-- START DATA PROVIDED --
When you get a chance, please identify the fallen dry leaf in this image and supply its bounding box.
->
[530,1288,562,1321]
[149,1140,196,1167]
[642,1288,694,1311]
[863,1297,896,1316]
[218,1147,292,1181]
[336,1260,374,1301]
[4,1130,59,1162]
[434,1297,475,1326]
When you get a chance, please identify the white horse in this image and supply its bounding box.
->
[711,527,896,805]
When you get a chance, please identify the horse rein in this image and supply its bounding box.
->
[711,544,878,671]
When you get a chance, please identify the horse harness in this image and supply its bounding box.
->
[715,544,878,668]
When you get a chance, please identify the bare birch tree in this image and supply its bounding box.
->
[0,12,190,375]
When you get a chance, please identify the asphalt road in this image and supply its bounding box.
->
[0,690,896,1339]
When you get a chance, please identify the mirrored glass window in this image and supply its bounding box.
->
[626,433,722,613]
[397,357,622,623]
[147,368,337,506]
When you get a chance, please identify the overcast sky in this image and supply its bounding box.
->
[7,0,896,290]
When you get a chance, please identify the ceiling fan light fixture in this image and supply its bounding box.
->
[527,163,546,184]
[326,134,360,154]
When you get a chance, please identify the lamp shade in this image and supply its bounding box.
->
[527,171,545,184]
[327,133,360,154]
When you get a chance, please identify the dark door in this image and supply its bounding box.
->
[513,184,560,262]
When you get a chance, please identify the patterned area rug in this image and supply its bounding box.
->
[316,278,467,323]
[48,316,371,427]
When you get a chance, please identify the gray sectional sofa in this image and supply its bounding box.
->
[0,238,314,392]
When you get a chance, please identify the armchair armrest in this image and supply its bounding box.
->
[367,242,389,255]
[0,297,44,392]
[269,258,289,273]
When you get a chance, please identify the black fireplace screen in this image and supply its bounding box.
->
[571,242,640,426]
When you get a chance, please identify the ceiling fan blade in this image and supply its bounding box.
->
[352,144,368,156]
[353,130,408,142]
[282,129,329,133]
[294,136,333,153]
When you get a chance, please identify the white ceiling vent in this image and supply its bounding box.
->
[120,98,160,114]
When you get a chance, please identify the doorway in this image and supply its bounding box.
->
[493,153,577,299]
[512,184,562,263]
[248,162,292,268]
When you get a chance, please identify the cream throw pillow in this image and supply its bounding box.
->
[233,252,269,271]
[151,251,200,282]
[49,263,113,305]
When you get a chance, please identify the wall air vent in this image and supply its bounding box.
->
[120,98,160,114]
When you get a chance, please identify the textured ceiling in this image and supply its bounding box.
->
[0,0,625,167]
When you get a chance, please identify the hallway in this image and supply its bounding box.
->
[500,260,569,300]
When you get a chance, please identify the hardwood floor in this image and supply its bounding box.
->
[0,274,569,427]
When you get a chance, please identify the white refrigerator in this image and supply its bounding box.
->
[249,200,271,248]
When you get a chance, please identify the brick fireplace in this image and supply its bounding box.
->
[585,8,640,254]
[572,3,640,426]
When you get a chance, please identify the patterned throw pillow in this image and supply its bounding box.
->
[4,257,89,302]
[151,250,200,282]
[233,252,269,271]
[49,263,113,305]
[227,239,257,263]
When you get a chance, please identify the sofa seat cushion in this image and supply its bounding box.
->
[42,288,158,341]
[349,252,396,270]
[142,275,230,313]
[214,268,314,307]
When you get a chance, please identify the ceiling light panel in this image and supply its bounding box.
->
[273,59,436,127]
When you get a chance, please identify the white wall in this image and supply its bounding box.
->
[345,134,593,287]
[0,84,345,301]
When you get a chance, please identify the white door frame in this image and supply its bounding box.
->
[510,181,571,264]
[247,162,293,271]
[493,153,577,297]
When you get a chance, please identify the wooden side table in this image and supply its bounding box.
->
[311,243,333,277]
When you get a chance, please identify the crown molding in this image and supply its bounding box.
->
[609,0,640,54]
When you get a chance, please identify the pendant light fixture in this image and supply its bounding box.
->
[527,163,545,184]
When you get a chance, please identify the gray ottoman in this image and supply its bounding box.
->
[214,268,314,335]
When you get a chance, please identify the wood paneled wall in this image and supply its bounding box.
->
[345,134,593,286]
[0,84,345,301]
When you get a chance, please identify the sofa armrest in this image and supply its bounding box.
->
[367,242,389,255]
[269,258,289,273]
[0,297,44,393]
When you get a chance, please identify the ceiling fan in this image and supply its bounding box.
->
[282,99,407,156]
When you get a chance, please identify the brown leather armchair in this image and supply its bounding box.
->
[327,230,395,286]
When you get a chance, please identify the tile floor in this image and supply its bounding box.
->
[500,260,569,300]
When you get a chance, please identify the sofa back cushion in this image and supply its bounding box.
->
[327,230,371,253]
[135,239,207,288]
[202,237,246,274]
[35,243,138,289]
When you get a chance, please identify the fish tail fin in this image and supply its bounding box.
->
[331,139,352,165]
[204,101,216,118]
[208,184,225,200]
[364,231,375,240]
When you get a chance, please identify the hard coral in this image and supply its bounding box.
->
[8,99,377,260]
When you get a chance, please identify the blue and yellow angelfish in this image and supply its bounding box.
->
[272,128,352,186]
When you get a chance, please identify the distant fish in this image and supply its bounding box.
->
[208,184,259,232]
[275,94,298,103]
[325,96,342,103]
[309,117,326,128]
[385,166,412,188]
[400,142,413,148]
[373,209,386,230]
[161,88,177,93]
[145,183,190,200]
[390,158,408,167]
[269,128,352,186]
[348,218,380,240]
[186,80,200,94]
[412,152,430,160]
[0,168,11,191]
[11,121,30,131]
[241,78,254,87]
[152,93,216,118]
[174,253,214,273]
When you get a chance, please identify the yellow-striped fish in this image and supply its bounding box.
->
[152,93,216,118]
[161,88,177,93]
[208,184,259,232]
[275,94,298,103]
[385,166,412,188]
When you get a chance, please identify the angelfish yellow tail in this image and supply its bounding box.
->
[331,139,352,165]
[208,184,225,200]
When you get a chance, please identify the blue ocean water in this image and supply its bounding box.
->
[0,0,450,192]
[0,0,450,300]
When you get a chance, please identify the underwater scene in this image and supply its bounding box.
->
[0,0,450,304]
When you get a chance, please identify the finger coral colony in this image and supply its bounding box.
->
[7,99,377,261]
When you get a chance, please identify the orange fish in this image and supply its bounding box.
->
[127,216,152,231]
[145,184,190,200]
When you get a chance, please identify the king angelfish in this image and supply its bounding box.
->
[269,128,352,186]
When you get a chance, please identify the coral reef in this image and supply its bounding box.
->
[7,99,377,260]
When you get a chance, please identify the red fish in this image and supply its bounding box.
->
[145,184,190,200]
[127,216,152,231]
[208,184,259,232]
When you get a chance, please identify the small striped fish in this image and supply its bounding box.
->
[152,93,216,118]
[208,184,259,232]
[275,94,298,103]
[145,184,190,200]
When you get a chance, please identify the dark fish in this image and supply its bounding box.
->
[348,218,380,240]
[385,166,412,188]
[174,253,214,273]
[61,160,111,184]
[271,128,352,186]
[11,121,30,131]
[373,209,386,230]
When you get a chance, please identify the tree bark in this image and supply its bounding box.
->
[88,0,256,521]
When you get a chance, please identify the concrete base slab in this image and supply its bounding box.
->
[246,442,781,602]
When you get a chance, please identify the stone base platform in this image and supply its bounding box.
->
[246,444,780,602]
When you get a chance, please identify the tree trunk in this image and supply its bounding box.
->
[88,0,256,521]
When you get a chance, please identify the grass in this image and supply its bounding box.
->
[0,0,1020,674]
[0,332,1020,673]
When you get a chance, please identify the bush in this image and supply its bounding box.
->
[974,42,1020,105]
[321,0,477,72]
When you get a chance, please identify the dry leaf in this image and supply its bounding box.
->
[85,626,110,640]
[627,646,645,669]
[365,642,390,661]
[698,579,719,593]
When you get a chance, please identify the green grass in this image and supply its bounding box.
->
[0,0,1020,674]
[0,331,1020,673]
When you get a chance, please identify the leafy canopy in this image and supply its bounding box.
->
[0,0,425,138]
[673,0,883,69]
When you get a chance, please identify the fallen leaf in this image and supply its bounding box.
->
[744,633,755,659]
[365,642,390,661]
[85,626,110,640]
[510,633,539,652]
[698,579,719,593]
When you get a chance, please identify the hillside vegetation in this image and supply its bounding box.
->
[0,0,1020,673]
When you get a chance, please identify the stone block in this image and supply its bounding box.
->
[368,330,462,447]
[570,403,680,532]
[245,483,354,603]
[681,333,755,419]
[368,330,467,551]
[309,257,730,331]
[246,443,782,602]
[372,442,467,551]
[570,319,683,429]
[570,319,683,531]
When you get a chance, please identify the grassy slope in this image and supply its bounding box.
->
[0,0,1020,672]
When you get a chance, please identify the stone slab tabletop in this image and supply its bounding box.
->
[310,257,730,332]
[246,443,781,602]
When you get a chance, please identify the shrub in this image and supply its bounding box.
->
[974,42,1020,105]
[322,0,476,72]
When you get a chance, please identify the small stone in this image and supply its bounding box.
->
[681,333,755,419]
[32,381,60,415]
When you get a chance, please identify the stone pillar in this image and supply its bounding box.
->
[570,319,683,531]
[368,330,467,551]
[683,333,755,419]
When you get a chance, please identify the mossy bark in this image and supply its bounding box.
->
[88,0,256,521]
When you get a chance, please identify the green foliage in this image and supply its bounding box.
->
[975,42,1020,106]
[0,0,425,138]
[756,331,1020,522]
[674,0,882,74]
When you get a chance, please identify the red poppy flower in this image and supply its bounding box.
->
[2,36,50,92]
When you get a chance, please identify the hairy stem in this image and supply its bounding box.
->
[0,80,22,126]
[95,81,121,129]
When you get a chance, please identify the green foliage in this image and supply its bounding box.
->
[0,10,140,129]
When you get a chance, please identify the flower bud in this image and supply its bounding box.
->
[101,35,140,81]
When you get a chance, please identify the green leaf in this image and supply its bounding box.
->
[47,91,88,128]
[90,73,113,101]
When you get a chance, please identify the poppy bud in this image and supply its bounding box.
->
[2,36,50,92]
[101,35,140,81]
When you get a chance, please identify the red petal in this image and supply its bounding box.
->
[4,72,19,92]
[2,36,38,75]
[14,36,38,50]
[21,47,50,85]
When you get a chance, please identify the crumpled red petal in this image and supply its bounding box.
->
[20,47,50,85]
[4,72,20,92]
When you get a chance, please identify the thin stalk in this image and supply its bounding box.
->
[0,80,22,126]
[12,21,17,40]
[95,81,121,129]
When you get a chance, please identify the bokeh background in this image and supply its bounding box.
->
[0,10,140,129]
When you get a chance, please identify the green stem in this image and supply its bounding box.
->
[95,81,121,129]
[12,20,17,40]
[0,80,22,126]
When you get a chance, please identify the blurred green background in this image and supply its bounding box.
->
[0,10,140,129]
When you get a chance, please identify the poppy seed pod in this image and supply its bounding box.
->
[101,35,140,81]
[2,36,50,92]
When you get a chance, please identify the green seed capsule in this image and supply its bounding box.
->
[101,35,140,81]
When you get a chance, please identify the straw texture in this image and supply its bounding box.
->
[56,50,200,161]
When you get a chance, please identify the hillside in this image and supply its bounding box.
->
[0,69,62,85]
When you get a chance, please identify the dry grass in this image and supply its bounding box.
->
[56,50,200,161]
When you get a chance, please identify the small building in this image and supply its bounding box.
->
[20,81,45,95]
-- END DATA PROVIDED --
WHAT TO DO: Starting at the line that contains "When you get a chance, please identify the green seed" and ending with the last line of the records, rewrite those lines with "dry grass" changed to "withered grass" and everything else left as it is.

EXPECTED OUTPUT:
When you get a chance, please identify the green seed capsule in this image and supply its bounding box.
->
[101,35,140,81]
When you get a chance, please identify the straw texture in this image and supply its bounding box.
->
[56,50,200,161]
When you get a chance, please identify the hillside in this image and supply its bounding box.
->
[0,69,62,85]
When you get a chance, please identify the withered grass in this image and supply its bounding box.
->
[56,50,200,161]
When you get a chance, please identify the small building in this image and supply its bounding box.
->
[20,81,45,95]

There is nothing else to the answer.